### Direction
Extract the complete listing and output it unchanged.

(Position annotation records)

------------------------------

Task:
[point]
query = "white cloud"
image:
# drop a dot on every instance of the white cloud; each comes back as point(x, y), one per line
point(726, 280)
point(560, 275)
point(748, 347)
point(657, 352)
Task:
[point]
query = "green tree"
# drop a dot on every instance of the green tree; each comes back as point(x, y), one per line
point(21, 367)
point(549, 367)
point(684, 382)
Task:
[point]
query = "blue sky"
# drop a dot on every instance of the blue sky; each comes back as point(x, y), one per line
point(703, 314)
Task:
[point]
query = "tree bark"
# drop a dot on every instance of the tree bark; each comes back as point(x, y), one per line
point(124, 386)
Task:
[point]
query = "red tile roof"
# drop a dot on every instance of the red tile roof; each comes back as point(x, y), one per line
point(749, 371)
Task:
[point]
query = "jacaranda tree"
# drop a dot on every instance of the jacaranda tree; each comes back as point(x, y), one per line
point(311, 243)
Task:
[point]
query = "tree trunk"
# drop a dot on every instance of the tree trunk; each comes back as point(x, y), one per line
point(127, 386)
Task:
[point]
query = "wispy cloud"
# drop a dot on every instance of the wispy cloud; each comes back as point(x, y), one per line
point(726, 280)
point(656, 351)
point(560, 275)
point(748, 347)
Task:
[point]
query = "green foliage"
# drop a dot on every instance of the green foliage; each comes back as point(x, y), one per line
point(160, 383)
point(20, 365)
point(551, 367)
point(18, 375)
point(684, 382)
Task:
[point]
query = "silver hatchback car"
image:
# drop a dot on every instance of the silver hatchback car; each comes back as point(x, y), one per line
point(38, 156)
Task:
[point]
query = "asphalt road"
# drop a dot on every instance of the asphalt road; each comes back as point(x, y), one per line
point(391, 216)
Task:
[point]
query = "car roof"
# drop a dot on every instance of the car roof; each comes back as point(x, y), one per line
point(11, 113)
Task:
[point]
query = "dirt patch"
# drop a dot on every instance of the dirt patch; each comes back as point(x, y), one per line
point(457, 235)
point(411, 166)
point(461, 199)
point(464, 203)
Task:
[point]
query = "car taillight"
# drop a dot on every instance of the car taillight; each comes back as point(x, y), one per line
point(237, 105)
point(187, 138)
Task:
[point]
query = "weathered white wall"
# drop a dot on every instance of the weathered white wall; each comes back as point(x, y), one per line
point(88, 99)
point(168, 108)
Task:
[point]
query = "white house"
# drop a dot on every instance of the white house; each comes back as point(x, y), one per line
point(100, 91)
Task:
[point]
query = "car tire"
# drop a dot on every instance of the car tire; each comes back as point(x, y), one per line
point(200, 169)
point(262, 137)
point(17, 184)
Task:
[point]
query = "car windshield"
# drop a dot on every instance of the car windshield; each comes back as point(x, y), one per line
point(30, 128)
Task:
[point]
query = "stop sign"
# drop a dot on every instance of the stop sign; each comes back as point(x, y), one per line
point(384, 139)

------------------------------

### Solution
Task:
[point]
query = "white cloud"
image:
# drop a dot on every instance of the white cloud; each comes back as point(x, y), one per line
point(726, 280)
point(560, 275)
point(748, 347)
point(657, 352)
Task:
[point]
query = "green tree"
# drop a dot on every instance of the green tree; each comes back as point(x, y), one per line
point(21, 367)
point(549, 367)
point(684, 382)
Task:
[point]
query = "blue sky"
# drop a dot on every instance of the blue sky; each comes back as point(x, y), one per line
point(703, 314)
Task:
[point]
query = "tree bark"
# drop a dot on every instance of the tree bark; each comes back as point(x, y), one per line
point(124, 386)
Task:
[point]
query = "red tile roof"
# drop a dot on every instance of the red tile roof; each comes back as point(x, y), one per line
point(749, 371)
Task:
[point]
query = "jacaranda tree"
# drop a dot on every instance of the jacaranda tree; each comes back as point(x, y), one per line
point(311, 243)
Task:
[point]
query = "tree trunk"
# drop a dot on every instance of the tree trunk; each comes back as point(x, y), one per line
point(127, 386)
Task:
[point]
query = "wispy cloud"
# drop a dot on every instance of the wispy cloud; each comes back as point(x, y), one per line
point(726, 280)
point(656, 351)
point(560, 275)
point(748, 347)
Task:
[point]
query = "green foliage"
# drop a dot on every instance of the green foliage; each comes back as point(x, y), one per line
point(160, 383)
point(20, 365)
point(551, 367)
point(18, 375)
point(684, 382)
Task:
[point]
query = "silver hatchback car"
image:
# drop a dot on every instance of the silver hatchback car; each comes back as point(x, y), one per line
point(38, 156)
Task:
[point]
query = "asphalt road"
# drop a dot on every instance of the asphalt road; each comes back as point(x, y), one per line
point(391, 216)
Task:
[point]
query = "car roof"
# drop a dot on every instance of the car roof; each comes back as point(x, y), one per line
point(11, 113)
Task:
[point]
query = "dirt patch"
# drop a dot on every instance of the dirt patch; each comes back as point(x, y), one per line
point(457, 235)
point(411, 166)
point(461, 199)
point(464, 203)
Task:
[point]
query = "car taillight"
# drop a dot on every instance of the car taillight; each comes back as point(x, y), one per line
point(237, 105)
point(187, 138)
Task:
[point]
query = "weathered white wall"
# drop a dot on every instance of the weathered white wall; each comes back as point(x, y), one per line
point(88, 99)
point(168, 108)
Task:
[point]
query = "white house"
# drop a dot on every instance of the white house; each comes back as point(x, y), one per line
point(100, 91)
Task:
[point]
query = "car tire"
# drop a dot on every instance of the car tire; each comes back as point(x, y), one per line
point(200, 169)
point(262, 137)
point(17, 184)
Task:
[point]
query = "car windshield"
# drop a dot on every instance of the car windshield; each comes back as point(x, y), one per line
point(30, 128)
Task:
[point]
query = "stop sign"
# drop a dot on every instance of the stop sign; each comes back as point(x, y), one per line
point(384, 139)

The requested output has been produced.